* [CHALLENGE]:
Change every "ribbed surface" to "side handle" throughout the records below, and reproduce all the lines otherwise unchanged. Leave the pictures out of your output.

┌─ DATASET EXTRACT

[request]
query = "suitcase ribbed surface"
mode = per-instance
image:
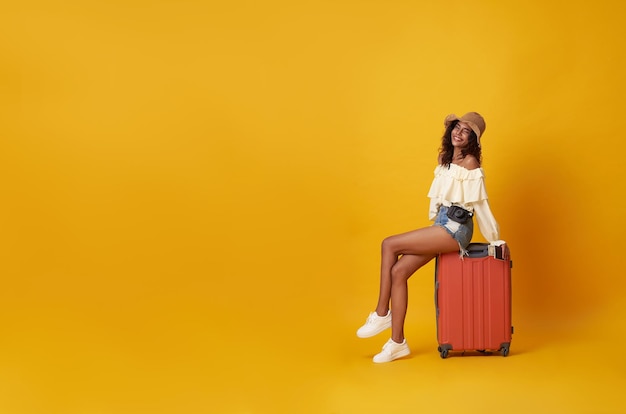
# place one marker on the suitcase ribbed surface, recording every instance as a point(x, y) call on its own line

└─

* [RESULT]:
[request]
query = "suitcase side handle"
mode = per-instance
image:
# place one marker on the suitcase side handle, recording every instance as a point(x, y) call on its own line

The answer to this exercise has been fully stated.